Job >>
In the data below, from the line with "If you could tag the person with" up to and including the final line, substitute "point" for every "dot". Reproduce only those lines, with everything else unchanged.

Source records >>
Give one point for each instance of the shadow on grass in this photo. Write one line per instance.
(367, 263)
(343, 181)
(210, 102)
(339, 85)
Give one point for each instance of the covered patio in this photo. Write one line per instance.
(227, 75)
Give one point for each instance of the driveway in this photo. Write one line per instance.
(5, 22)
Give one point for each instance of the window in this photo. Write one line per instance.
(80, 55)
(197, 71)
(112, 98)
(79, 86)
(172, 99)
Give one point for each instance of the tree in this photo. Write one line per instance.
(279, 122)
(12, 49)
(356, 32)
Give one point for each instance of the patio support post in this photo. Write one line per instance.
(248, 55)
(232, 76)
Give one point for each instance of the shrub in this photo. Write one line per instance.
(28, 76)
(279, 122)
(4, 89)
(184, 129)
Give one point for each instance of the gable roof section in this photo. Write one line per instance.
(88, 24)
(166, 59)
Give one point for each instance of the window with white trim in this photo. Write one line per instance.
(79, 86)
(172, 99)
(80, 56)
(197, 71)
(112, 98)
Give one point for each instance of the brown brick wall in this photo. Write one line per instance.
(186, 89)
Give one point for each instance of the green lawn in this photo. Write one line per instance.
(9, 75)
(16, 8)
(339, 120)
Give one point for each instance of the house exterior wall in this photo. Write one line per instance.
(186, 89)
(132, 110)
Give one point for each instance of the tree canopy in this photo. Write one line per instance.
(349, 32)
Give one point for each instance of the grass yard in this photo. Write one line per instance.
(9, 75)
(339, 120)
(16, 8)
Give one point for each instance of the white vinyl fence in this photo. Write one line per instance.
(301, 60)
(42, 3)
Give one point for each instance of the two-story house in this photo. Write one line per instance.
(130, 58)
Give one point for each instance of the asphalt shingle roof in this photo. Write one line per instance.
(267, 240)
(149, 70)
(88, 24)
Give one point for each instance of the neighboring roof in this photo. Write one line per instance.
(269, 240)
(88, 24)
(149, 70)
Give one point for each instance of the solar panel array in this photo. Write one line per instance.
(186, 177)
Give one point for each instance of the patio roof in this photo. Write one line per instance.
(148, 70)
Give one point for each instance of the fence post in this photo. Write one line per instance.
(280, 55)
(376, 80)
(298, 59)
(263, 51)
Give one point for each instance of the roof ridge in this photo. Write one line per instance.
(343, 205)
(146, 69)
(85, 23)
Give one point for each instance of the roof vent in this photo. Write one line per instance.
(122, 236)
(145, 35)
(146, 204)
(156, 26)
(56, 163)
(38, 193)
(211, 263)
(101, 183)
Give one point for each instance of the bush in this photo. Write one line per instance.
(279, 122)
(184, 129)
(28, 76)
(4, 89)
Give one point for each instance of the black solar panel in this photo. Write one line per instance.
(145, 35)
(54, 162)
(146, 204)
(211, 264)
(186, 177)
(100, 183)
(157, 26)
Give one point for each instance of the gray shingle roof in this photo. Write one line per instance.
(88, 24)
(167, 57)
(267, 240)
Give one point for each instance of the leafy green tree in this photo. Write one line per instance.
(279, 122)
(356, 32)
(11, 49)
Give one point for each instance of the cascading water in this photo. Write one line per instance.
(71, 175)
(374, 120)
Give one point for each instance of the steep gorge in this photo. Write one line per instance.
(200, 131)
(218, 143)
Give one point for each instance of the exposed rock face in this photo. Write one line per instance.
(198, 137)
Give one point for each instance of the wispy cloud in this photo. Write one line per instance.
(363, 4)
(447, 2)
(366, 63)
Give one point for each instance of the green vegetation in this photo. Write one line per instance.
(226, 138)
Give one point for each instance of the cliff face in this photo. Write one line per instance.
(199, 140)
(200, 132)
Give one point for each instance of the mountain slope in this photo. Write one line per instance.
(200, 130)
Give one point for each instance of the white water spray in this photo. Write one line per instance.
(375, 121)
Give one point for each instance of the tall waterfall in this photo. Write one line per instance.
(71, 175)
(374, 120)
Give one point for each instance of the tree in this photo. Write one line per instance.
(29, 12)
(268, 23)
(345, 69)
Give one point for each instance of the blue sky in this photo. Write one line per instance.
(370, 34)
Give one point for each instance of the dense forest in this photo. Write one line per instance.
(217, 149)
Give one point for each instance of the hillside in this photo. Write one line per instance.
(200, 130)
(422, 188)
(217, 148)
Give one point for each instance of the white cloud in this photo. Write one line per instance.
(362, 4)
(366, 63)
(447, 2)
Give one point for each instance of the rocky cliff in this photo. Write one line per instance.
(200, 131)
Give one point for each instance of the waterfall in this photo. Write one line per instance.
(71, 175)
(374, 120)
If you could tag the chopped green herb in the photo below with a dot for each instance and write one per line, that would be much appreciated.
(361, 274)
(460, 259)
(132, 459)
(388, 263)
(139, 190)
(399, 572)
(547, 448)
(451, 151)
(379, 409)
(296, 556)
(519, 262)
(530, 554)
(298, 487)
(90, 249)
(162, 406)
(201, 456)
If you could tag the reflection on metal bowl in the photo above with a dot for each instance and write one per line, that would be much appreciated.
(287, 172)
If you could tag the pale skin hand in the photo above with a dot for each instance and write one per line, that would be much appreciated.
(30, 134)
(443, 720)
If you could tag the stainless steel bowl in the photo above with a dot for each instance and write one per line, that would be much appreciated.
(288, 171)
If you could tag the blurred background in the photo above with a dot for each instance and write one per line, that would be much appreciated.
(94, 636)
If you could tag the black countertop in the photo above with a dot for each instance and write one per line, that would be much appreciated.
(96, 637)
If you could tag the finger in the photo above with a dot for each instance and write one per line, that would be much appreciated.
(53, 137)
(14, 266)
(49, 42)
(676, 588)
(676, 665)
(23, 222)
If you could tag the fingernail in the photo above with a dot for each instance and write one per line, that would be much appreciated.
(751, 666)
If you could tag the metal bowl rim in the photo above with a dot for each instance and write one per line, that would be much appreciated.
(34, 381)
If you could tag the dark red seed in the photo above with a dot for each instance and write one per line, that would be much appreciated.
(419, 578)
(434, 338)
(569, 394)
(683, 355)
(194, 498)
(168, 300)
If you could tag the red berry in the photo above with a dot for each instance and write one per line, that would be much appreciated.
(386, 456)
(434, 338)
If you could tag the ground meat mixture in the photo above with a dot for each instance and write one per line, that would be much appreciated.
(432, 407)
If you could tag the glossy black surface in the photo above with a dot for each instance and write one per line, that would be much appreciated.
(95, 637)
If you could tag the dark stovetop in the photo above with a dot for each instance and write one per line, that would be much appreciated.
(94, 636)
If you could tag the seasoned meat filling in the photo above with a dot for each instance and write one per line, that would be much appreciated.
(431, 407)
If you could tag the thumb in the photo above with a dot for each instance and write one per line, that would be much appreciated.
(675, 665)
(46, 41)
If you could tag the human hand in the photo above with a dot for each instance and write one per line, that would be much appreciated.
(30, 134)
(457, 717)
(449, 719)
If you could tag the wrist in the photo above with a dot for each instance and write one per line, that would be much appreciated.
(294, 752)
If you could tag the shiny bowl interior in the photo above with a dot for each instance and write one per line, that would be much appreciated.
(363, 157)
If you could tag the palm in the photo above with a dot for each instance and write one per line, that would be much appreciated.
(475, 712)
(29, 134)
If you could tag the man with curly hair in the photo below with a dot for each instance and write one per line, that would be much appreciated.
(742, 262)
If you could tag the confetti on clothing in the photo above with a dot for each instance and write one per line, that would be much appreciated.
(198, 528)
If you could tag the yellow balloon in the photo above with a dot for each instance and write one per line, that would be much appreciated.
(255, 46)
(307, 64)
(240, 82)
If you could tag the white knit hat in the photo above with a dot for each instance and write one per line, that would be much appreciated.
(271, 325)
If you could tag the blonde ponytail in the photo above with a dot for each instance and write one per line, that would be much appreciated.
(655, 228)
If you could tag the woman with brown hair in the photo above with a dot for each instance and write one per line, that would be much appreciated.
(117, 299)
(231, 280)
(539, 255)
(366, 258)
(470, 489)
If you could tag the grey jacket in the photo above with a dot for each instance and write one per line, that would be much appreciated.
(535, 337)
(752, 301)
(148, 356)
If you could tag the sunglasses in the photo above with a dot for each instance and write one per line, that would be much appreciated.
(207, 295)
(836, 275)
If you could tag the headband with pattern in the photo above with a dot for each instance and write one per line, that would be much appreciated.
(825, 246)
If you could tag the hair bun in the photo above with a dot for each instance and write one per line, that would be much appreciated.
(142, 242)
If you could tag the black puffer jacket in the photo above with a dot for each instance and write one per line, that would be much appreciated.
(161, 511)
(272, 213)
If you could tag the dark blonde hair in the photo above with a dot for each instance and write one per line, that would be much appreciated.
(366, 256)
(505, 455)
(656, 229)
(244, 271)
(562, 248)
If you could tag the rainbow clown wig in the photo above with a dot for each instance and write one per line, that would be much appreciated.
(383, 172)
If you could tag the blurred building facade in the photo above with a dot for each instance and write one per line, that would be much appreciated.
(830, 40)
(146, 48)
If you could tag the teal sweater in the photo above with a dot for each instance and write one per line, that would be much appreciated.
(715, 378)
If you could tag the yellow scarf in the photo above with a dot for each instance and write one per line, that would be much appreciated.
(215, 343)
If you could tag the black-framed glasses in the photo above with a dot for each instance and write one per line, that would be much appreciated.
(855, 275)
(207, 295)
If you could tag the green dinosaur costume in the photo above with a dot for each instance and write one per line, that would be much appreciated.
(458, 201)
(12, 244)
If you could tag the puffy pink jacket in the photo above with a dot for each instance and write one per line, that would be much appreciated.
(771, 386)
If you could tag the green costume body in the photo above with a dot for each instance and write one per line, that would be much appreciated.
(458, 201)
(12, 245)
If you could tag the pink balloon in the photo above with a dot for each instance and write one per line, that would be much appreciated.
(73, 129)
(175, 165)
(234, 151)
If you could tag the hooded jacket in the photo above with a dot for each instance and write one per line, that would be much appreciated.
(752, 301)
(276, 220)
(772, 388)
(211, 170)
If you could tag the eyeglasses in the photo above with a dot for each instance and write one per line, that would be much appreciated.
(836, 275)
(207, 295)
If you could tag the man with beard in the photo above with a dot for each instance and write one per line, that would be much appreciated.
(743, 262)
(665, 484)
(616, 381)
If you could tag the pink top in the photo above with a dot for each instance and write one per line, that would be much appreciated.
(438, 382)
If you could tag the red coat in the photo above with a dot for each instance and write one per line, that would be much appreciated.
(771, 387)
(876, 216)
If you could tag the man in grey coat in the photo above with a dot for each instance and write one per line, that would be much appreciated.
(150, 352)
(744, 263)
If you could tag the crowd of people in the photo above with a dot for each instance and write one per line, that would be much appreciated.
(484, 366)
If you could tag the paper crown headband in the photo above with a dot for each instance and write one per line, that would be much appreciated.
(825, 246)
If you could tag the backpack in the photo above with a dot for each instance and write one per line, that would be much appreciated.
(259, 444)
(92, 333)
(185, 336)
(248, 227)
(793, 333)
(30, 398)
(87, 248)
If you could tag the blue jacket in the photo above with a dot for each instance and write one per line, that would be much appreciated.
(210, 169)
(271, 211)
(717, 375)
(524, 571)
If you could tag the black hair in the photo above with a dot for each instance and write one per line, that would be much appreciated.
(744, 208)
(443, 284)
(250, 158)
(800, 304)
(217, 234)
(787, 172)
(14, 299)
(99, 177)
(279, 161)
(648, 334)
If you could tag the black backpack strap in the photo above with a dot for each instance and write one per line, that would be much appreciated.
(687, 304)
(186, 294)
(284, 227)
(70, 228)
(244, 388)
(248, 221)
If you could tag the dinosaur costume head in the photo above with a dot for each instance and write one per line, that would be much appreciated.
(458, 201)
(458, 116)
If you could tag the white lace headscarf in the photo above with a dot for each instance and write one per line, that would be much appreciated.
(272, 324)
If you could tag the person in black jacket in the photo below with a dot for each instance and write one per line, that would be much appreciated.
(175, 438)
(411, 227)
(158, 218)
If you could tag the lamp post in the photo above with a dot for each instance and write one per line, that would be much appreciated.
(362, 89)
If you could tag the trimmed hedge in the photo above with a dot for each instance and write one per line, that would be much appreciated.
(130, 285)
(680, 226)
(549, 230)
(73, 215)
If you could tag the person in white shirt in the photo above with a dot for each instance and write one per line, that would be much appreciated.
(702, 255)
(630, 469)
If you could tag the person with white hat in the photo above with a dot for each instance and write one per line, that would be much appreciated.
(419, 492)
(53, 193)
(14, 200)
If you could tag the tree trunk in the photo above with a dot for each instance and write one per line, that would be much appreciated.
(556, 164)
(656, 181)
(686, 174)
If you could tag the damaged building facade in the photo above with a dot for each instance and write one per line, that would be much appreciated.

Task solution >>
If you could tag the person with white hat in the photo above with a point for each instance and write one per line, that would be much appreciated.
(419, 492)
(53, 193)
(14, 200)
If you could tag the tree trunk in the photo above with a point for each instance and write one per line, that would be much appreciated.
(556, 164)
(656, 181)
(686, 174)
If you could tag the damaged building facade in the photo above with a point for each instance and write one per line, that would be much appreciated.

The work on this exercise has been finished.